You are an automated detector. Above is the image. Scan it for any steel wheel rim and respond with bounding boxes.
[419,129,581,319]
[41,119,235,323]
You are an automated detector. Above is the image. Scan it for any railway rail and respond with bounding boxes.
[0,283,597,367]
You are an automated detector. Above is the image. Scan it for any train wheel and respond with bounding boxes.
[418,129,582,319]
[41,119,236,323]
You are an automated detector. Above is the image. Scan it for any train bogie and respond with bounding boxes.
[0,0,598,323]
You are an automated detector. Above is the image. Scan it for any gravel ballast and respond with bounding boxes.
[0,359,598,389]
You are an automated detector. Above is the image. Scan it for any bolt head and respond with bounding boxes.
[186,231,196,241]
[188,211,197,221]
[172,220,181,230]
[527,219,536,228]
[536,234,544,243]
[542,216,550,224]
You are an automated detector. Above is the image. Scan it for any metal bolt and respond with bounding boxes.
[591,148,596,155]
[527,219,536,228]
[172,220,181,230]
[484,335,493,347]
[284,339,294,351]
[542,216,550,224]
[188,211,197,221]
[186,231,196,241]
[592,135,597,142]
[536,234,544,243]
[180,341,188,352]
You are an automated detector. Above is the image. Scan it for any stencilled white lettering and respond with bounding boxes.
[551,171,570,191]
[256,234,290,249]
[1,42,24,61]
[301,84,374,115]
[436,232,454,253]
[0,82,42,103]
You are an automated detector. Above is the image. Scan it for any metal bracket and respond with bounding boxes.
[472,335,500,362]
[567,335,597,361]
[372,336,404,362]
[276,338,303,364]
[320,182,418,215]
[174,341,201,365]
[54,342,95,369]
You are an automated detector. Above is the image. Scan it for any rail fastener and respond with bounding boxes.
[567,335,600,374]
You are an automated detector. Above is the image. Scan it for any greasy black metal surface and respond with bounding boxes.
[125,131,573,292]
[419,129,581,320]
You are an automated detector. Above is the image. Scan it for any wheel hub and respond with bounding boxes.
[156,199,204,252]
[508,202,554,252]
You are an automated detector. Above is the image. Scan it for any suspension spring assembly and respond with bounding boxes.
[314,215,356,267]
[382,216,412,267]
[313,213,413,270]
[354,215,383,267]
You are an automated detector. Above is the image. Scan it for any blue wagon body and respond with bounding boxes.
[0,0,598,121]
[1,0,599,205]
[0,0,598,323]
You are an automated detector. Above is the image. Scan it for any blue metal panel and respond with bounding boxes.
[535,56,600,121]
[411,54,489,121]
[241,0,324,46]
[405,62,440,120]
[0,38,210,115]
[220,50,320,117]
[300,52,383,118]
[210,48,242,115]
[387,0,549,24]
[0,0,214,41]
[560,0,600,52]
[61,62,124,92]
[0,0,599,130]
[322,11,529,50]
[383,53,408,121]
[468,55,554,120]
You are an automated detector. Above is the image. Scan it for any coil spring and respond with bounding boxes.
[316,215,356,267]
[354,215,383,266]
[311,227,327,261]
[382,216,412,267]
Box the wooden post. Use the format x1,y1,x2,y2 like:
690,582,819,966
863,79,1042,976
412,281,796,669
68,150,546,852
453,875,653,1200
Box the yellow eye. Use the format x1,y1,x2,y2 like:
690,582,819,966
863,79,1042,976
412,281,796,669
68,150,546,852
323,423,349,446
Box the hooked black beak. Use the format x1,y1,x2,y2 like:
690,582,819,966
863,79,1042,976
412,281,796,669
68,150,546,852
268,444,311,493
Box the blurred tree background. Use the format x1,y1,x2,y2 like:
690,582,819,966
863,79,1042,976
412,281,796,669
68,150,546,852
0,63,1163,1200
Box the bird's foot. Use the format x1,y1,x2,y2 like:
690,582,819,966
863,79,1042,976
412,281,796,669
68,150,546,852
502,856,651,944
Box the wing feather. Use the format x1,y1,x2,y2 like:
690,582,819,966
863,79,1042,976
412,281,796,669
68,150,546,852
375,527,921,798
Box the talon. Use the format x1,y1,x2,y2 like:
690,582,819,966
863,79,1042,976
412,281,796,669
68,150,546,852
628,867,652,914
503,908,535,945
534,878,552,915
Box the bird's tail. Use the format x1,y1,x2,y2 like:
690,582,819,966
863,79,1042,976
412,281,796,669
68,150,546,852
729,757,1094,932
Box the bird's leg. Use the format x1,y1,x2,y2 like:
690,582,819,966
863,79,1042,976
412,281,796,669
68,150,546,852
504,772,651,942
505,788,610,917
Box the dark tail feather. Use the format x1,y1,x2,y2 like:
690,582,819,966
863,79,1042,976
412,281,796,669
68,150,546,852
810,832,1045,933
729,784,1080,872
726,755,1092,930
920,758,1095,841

####################

§ To do:
All of the entries must be written out exactly as they stand.

§ Solution for this exercise:
You are an automated detector. Above is the image. Scan it for any steel wheel rim and respond with bounding boxes.
[419,129,581,319]
[41,119,235,323]
You are an automated detector. Above is the image. Scan it for any railway rail and respond with bounding boxes.
[0,283,597,367]
You are an automated detector. Above is the image. Scan it for any train wheel and respond with bounding boxes.
[418,129,582,319]
[41,119,236,323]
You are an automated detector. Above is the image. Scan it for any train bogie and respond with bounding boxes.
[0,0,598,323]
You are an automated detector. Above is the image. Scan it for any gravel ballast and respond with bounding boxes.
[0,359,598,389]
You are an automated detector. Above is the image. Scan it for any bolt head and respond with bounding boxes.
[186,231,196,241]
[188,211,197,221]
[172,220,181,230]
[527,219,536,228]
[536,234,544,243]
[542,216,550,224]
You are an automated detector. Above is the image. Scan it for any metal bolt and respond with bounding boxes.
[591,148,596,155]
[527,219,536,228]
[172,220,181,230]
[484,335,493,347]
[284,339,294,351]
[542,216,550,224]
[188,211,197,221]
[186,231,196,241]
[592,135,597,142]
[536,234,544,243]
[180,341,188,352]
You are an automated detector. Above is the image. Scan it for any stencilled white lettering and respond with bounding boxes.
[551,171,570,191]
[256,234,290,249]
[1,42,24,61]
[301,84,374,115]
[436,232,454,253]
[0,82,42,103]
You are an automated detector. Above is the image. Scan it for any metal bracket and respond with bounding boxes.
[472,335,500,362]
[567,335,597,361]
[372,336,404,362]
[276,338,303,364]
[320,182,418,215]
[174,341,201,365]
[54,342,95,369]
You are an automated detector. Above is the image. Scan it for any rail fastener and respond with bounding boxes.
[567,335,600,374]
You are an automated detector. Above is the image. Scan it for any greasy black metal surface and respond with bounding boxes.
[125,131,573,292]
[419,129,581,320]
You are an automated detector. Above is the image. Scan it for any wheel hub and respond with bounding boxes.
[156,199,204,252]
[508,202,554,252]
You are an automated detector. Above is the image. Scan it for any suspension spring assembly and respond with bounding boxes.
[314,215,356,267]
[382,216,412,267]
[313,213,413,270]
[354,215,383,267]
You are an automated detector. Above is the image. Scan it for any blue wagon body and respond with bounding boxes.
[0,0,598,121]
[1,0,599,205]
[0,0,598,323]
You are an automated detector. Above is the image. Scan it for any blue metal panel and respond with bounding boxes.
[535,56,600,121]
[411,54,489,121]
[241,0,324,46]
[405,62,440,120]
[0,38,210,115]
[220,50,320,117]
[300,52,383,118]
[210,48,242,115]
[387,0,549,24]
[0,0,214,41]
[560,0,600,52]
[61,62,124,92]
[0,0,599,130]
[322,11,529,50]
[383,53,408,121]
[468,55,554,120]
You are an automated detector. Above is the image. Scan it for any coil spring and respond with bounding boxes.
[316,215,356,267]
[354,215,383,266]
[311,227,327,261]
[382,216,412,267]
Box the wooden post. Use the format x1,y1,x2,y2 like:
690,582,819,966
863,79,1042,976
412,281,796,669
68,150,546,852
453,875,653,1200
Box the yellow eye. Use the format x1,y1,x2,y2 like:
690,582,819,966
863,79,1042,976
412,281,796,669
68,150,546,852
323,423,349,446
Box the hooked black beak. Use the format x1,y1,x2,y2 like:
690,582,819,966
863,79,1042,976
412,281,796,669
68,150,546,852
268,444,311,493
Box the blurred tree background. Use the format x1,y1,x2,y2 like:
690,582,819,966
863,79,1042,976
412,281,796,669
68,150,546,852
0,63,1163,1200
Box the bird's foot. Use the format x1,y1,x2,y2 like:
690,582,819,966
863,79,1042,976
412,281,796,669
68,150,546,852
502,856,651,944
Box the wing feather. Use the format x1,y1,x2,y2 like:
690,582,819,966
863,79,1042,976
412,281,796,669
68,150,546,852
375,527,921,798
Box the talon. Use the format x1,y1,x2,y2 like:
690,582,819,966
863,79,1042,976
412,281,796,669
68,150,546,852
628,867,652,914
503,908,535,945
534,878,552,915
Box the bird's tail. Use the format x1,y1,x2,y2 like:
690,582,819,966
863,79,1042,976
412,281,796,669
68,150,546,852
729,757,1094,932
Box the bird's leg. Use the format x1,y1,x2,y2 like:
690,582,819,966
863,79,1042,976
412,281,796,669
68,150,546,852
504,772,651,942
505,788,610,917
Box the dark tail feather. Use the format x1,y1,x2,y2 like:
690,582,819,966
863,79,1042,976
412,281,796,669
68,150,546,852
810,832,1045,933
729,784,1080,872
726,755,1092,930
920,758,1095,841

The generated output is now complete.